▶ [TASK BRIEF]: List every file path named in the file-change summary of the scheduler patch text below.

▶ [PAGE]:
◇ ◇ ◇ ◇

The case that goes wrong is when changing away from the fair class
while sleeping. Sleeping tasks have non-normalized vruntime in order
to make sleeper-fairness work. So treat the switch away from fair as a
wakeup and preserve the relative vruntime.

Also update sysrq-n to call the ->switch_{to,from} methods.

Reported-by: Onkalo Samu <samu.p.onkalo@nokia.com>
Signed-off-by: Peter Zijlstra <a.p.zijlstra@chello.nl>
LKML-Reference: <new-submission>
Signed-off-by: Ingo Molnar <mingo@elte.hu>
---
 include/linux/sched.h   |  8 +++-----
 kernel/sched.c          | 25 ++++++++++++++-----------
 kernel/sched_fair.c     | 42 ++++++++++++++++++++++++++++++++++++------
 kernel/sched_idletask.c |  7 +++----
 kernel/sched_rt.c       | 19 ++++++++++---------
 kernel/sched_stoptask.c |  7 +++----
 6 files changed, 69 insertions(+), 39 deletions(-)

◇ ◇ ◇ ◇

Stored records:
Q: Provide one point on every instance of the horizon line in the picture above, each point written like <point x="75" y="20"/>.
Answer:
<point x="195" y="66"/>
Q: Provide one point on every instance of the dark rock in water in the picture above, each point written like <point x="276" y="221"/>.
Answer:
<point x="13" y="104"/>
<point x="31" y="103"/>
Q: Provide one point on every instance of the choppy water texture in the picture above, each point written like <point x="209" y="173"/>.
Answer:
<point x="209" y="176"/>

◇ ◇ ◇ ◇

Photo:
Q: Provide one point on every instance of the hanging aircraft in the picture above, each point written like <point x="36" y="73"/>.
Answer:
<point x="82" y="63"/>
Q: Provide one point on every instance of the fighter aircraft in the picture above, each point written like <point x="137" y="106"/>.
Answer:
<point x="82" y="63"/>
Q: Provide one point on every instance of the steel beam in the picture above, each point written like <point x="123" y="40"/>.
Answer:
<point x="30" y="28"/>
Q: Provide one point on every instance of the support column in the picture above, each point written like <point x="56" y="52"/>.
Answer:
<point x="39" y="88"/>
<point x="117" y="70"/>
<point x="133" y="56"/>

◇ ◇ ◇ ◇

▶ [EXERCISE RESULT]:
include/linux/sched.h
kernel/sched.c
kernel/sched_fair.c
kernel/sched_idletask.c
kernel/sched_rt.c
kernel/sched_stoptask.c